==== Brano
2002 settembre 8 Società multietnica scommessa del Nordest

2002 settembre 8 – Società multietnica: scommessa del Nordest
Il buonismo all’italiana fa danni quanto l’egoismo, soprattutto quando si parla di immigrazione,
fenomeno storico che ha bisogno di razionalità e basta, meglio se in dosi da cavallo e a cominciare dal
Nordest. Siccome le nevrosi non si riposano mai, spesso prende piede la pratica contraria, e cioè un
bipolarismo emotivo culturalmente da prima elementare: da un lato il rifiuto, dall’altro l’inerzia; paura
da una parte, faciloneria dall’altra; agli opposti estremi, l’intolleranza latente faccia a faccia con la
disinvoltura multietnica, errore contro errore. Così stritolata in mezzo, l’immigrazione diventa una
maschera, un pretesto per tutt’altre faccende, un’ideologia da strapazzo in base alla quale anche la
realtà episodica si fa usare/abusare fino a deformare di volta in volta tutta una realtà già strutturale,
come dicono gli studiosi del ramo. Per fortuna l’immigrazione più viene circondata da slogan più tende
a spiegarsi con i fatti nudi e crudi, basti osservare il Nordest senza giaculatorie né allarmi. Mercoledì
scorso i contadini trentini hanno lanciato un ultimatum al ministero per le Politiche agricole, visto che
la raccolta della frutta è oramai questione di ore e non può più aspettare, nemmeno un giorno in più, i
previsti tremila lavoratori stagionali provenienti dalla Polonia. Varsavia va a rilento con i permessi di
ingresso e tutto un preziosissimo settore rischia danni enormi, considerato poi che Trentino-Alto
Adige/Sudtirolo e Veneto contavano su un totale di quasi settemila arrivi di stagione. Il Nordest
fotografa l’immigrazione con la chiarezza massima, attraverso un’offerta a trecentosessanta gradi, dagli
impieghi stagionali al tempo pieno, dal lavoro a tempo indeterminato alle tante flessibilità, dalla
manodopera ai diplomati. Dati alla mano, Unindustria di Padova dimostra anzi che nelle sue imprese
prevale nettamente il lavoro stabile, senza contare che l’ottanta per cento delle aziende con
extracomunitari nel 2001 aveva in preventivo nuove assunzioni per l’intero 2002. C’è il sommerso, un
po’ di nero, un po’ di clandestini; c’è l’incognita della casa; ci sono le difficoltà di lingua, religione,
habitat, valori comuni. Non per nulla, quattromila aziende artigiane di Belluno organizzano corsi di
integrazione mentre il patriarcato di Venezia apre una scuola di religioni comparate. (I quarantamila
guerrieri longobardi impiegarono due secoli, tra il Cinquecento e il Settecento, per integrarsi in Italia).
========
==== Dati del compito
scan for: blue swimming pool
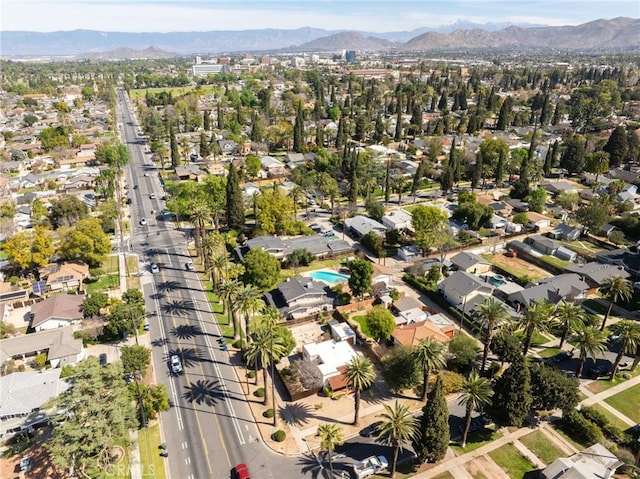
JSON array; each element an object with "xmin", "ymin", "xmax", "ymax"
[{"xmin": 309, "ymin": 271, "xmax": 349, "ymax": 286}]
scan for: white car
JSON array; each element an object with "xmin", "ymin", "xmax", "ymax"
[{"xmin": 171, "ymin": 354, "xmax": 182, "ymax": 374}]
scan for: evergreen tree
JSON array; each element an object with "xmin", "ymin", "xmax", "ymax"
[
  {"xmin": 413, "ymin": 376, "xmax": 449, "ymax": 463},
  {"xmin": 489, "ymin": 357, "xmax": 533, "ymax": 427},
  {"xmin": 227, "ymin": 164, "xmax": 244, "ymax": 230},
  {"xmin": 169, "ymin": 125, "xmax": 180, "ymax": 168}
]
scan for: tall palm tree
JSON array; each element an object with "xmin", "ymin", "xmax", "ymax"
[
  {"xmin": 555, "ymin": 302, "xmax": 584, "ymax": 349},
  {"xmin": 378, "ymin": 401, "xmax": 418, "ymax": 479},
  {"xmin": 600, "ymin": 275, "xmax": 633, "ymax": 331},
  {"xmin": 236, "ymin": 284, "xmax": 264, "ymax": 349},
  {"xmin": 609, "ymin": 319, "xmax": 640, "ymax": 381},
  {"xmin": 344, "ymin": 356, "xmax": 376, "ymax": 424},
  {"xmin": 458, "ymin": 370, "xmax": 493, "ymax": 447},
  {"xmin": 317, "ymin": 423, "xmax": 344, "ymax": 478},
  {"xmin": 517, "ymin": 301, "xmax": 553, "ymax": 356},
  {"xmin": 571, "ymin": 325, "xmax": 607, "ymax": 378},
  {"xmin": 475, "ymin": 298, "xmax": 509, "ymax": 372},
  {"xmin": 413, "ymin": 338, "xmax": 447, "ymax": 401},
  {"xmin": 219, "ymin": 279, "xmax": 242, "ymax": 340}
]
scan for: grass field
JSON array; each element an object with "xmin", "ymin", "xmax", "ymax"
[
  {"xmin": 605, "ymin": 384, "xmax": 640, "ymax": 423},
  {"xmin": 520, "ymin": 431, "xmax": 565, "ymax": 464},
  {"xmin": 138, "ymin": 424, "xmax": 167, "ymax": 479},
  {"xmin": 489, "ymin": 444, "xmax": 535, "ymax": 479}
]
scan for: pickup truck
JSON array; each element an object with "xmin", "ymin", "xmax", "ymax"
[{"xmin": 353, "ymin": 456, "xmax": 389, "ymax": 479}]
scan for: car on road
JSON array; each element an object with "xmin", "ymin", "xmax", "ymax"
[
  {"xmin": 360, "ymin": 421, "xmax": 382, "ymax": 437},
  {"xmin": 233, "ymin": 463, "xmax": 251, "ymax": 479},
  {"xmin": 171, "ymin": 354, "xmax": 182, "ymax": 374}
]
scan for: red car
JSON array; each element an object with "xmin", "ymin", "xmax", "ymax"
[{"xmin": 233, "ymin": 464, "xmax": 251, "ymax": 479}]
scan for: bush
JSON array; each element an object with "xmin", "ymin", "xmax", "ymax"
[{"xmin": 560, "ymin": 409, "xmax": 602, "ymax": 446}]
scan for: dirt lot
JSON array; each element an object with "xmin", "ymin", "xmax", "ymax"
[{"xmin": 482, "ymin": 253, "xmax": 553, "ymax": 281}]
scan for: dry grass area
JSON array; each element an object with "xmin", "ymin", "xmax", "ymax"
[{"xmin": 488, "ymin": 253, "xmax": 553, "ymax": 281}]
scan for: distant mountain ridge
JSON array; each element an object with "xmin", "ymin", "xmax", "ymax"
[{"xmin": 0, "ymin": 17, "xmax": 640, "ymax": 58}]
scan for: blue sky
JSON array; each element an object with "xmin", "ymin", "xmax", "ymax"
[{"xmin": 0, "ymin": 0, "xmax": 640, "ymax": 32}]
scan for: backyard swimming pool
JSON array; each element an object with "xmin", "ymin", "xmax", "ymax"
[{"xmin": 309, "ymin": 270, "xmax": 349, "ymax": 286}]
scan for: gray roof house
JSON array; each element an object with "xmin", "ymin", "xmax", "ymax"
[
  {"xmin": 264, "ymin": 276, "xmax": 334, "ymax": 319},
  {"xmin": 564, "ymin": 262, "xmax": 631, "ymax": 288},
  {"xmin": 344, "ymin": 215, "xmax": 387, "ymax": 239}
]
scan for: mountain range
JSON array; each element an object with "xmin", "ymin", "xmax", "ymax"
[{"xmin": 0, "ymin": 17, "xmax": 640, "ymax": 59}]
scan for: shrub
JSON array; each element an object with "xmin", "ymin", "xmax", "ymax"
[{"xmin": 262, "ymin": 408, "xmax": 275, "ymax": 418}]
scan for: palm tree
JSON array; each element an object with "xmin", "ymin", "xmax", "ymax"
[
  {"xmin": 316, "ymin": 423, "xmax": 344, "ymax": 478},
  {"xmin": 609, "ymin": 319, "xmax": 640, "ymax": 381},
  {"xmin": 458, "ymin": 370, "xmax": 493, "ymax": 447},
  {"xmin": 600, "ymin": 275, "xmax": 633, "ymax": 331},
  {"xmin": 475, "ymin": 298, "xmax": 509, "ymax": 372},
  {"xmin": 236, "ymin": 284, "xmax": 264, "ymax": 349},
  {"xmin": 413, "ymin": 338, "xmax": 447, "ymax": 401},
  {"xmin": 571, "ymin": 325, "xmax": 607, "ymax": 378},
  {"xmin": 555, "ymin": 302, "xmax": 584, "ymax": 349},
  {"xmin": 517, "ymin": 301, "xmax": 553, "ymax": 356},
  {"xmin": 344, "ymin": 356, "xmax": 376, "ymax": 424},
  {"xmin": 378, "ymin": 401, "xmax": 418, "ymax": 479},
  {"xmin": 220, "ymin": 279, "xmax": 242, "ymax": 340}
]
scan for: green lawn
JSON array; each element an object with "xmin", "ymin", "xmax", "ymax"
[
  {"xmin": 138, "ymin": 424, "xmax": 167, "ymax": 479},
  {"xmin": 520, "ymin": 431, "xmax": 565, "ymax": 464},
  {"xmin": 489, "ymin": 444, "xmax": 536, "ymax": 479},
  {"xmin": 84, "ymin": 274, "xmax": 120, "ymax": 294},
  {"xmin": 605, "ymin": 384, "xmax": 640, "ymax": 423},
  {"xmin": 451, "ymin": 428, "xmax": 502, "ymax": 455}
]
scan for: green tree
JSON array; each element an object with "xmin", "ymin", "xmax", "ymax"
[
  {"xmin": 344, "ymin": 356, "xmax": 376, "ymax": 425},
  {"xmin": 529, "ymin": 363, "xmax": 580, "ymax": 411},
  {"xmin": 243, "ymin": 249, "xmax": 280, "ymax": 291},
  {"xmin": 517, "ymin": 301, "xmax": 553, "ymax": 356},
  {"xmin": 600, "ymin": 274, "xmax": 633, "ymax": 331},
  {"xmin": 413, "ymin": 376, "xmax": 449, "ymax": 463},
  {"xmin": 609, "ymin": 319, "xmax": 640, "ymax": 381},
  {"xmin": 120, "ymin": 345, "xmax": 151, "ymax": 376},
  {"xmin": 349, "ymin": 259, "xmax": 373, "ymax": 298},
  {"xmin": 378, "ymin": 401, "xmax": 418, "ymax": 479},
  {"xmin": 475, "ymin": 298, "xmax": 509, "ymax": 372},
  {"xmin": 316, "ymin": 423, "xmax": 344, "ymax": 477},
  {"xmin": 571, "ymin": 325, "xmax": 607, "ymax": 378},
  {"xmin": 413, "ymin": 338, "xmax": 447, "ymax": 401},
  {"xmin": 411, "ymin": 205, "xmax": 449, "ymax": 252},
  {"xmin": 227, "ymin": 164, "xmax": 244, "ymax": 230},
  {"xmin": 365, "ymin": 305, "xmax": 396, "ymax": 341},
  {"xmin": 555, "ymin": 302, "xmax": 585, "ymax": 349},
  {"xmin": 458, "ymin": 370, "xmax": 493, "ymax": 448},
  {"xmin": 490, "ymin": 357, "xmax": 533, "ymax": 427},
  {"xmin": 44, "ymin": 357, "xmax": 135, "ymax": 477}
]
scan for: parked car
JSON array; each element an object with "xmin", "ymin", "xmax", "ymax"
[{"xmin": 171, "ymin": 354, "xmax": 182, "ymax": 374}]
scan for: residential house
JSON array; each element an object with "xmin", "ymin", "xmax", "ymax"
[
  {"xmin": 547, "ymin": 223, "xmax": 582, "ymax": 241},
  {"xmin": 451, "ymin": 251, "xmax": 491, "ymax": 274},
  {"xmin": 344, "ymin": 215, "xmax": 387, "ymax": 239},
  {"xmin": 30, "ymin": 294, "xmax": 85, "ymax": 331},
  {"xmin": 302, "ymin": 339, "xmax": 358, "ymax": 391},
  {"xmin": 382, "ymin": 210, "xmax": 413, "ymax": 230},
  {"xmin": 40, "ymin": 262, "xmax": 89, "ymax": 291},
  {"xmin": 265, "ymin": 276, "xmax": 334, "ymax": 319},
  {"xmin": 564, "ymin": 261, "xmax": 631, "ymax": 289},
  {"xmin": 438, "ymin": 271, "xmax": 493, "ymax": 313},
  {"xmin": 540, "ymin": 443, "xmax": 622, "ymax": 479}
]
========
==== Dati del compito
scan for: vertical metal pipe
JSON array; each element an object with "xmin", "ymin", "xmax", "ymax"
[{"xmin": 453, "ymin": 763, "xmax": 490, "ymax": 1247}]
========
### Compiti da svolgere
**1)** Riassumi in due frasi il brano sull'immigrazione nel Nordest.
**2)** Elenca tutte le righe dei record in cui compare la parola "mountain".
Il brano e i record non hanno alcun legame tra loro.

### Risposte per compito
**1)** Sull'immigrazione il buonismo all'italiana fa danni quanto l'egoismo, e lo scontro tra rifiuto e faciloneria la trasforma in un pretesto, mentre servirebbe soltanto razionalità. Il Nordest la mostra con chiarezza attraverso i fatti: i contadini trentini aspettano tremila stagionali polacchi per la raccolta della frutta, nelle imprese di Unindustria di Padova prevale il lavoro stabile e, davanti a difficoltà come casa, lingua e religione, le aziende artigiane di Belluno organizzano corsi di integrazione.

**2)**
scan for: distant mountain ridge
scan for: mountain range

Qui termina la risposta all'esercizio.